Extracted data entries
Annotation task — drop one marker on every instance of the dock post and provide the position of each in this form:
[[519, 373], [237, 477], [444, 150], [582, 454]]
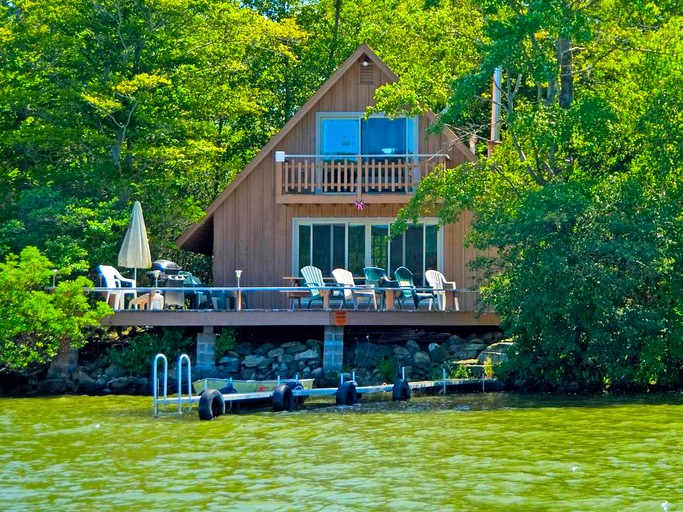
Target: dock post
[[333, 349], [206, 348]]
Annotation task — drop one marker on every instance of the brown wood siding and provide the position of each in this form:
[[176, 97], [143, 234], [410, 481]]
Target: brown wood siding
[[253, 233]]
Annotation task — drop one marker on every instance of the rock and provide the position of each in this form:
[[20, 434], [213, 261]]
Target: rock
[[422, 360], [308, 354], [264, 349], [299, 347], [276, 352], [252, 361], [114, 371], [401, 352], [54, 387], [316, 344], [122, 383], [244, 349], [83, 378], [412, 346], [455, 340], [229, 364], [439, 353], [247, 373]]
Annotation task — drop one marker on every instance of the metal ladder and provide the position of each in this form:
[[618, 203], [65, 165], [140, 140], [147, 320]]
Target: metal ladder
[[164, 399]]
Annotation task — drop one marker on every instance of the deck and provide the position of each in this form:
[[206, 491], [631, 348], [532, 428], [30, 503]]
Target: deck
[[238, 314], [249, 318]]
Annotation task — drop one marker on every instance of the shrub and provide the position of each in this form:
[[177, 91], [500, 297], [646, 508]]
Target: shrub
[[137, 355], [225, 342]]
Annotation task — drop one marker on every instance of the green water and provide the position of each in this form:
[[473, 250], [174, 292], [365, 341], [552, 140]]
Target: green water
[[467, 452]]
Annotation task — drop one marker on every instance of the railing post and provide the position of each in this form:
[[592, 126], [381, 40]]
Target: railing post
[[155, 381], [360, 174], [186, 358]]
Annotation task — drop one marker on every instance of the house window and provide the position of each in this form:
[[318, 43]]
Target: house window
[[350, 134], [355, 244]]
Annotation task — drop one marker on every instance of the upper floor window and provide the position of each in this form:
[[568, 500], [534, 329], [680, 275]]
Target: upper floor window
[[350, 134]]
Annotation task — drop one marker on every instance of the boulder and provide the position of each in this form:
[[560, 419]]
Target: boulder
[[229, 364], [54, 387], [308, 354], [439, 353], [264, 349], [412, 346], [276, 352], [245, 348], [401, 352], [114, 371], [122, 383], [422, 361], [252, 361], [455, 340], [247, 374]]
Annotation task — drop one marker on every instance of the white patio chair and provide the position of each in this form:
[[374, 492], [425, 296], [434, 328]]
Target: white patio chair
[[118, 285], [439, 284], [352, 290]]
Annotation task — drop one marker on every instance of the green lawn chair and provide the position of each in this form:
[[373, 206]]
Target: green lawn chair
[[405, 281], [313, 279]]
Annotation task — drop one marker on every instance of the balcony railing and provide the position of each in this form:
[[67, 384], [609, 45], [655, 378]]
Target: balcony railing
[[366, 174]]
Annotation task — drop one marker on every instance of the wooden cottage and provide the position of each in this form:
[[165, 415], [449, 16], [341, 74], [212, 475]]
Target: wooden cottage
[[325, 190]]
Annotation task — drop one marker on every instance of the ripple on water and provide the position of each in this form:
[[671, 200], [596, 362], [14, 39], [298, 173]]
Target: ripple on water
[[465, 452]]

TASK ITEM - Every record must be copied exactly, with images dropped from the result.

TASK RESULT -
Annotation task — drop one marker on every instance of the dock post and provide the position of each in this form:
[[519, 373], [237, 477], [444, 150], [582, 454]]
Target: dock post
[[333, 349], [206, 348]]
Annotation task — drop one marker on every instance of the brown wood siding and provide the position of each in this form:
[[176, 97], [143, 234], [410, 481]]
Target: brown wood siding
[[253, 233]]
Annotation task — drop one marker on every instance of the rock and provide the position of each in this form:
[[20, 434], [213, 261]]
Target: rock
[[422, 360], [308, 354], [264, 349], [299, 347], [276, 352], [252, 361], [114, 371], [401, 352], [54, 387], [316, 344], [122, 383], [244, 349], [83, 378], [412, 346], [455, 340], [229, 364], [439, 353], [247, 373]]
Annotation task — drop one marker on every instance of the metal ladder and provide the position of each in this form:
[[618, 203], [65, 165], [140, 140], [147, 320]]
Target: metal ladder
[[164, 399]]
Annotation task — drop one marker on every instance of the deck and provide the position of each in this form:
[[206, 491], [631, 348], [532, 428], [30, 503]]
Target: deck
[[238, 314], [249, 318]]
Annotation task — drop one marker on every instance of the shrub and provide the position of each in this form:
[[177, 91], [500, 297], [646, 508]]
Target: shrub
[[137, 355], [225, 342]]
Annotation task — drop one marker on every instance of the green water and provide the position of each in this form:
[[473, 250], [174, 292], [365, 341], [552, 140]]
Target: green water
[[467, 452]]
Annotation task — drop one marker on every instance of the railing post and provide the position of each in this form:
[[592, 126], [381, 40]]
Target: railing post
[[155, 381], [360, 174], [186, 358]]
Annotation task — drop one marker on every instance of the house window and provide the position of each in this form:
[[318, 43]]
Target: house window
[[350, 134], [355, 244]]
Annotation task — drop one marker on every instance of the upper floor window and provide the position of each in this form:
[[568, 500], [534, 329], [680, 275]]
Target: upper floor window
[[350, 134]]
Annotation task — drop one marker on every instance of the boulder and provide the position of each in this form:
[[560, 419]]
Target: boulder
[[229, 364], [54, 387], [308, 354], [439, 353], [264, 349], [412, 346], [276, 352], [245, 348], [401, 352], [114, 371], [122, 383], [422, 361], [252, 361], [455, 340], [247, 374]]
Annotation task — drop one marker on every instance of the white patio chair and provide the position of each in this form:
[[374, 492], [425, 296], [434, 328]]
Target: white patio chair
[[118, 285], [439, 284], [352, 290]]
Annotation task — drop one marker on every instance of the green lawn chair and provide the position of each in this form:
[[373, 206]]
Target: green lawn chair
[[405, 281], [313, 279]]
Annotation task — drop one marker on every instance of the balcony railing and provide the position of each in this form:
[[67, 384], [609, 45], [655, 378]]
Target: balcony railing
[[366, 174]]
Annotation task — drop one marker on every instance of the wooden cottage and provide the position of each in this form:
[[165, 415], [449, 16], [341, 74], [212, 475]]
Target: wooden cottage
[[325, 190]]
Annotation task — drop one marker on every instance of the ripple on water and provide the position of each in this form:
[[671, 200], [596, 362], [14, 39], [298, 173]]
Target: ripple on water
[[465, 452]]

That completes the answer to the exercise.